Extrait choisi:
En fait sa production photographique met l’accent sur un aspect ludique, moins perceptible en apparence dans l’exploration de sa forme stylisée. Les logiciels les plus audacieux d’une part, les moyens actuels d’impression digigraphique de l’autre, ouvrent en effet des horizons nouveaux.
On passe en quelque sorte du manuel, qui relève de l’individuel, au technologique qui relève du collectif.

Consigne: Recopiez en entier l'extrait choisi ci-dessus, mot pour mot, sans rien y changer.

Extrait de données:
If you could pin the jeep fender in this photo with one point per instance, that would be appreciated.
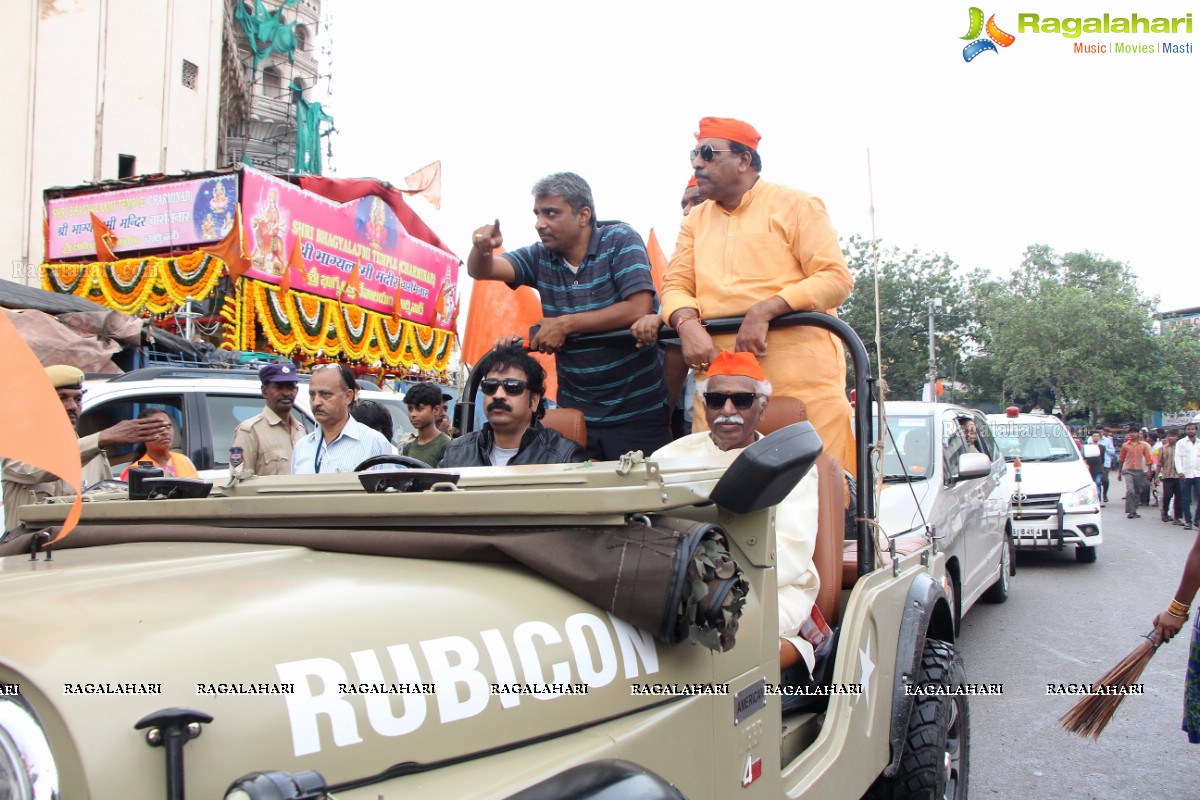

Réponse:
En fait sa production photographique met l’accent sur un aspect ludique, moins perceptible en apparence dans l’exploration de sa forme stylisée. Les logiciels les plus audacieux d’une part, les moyens actuels d’impression digigraphique de l’autre, ouvrent en effet des horizons nouveaux.
On passe en quelque sorte du manuel, qui relève de l’individuel, au technologique qui relève du collectif.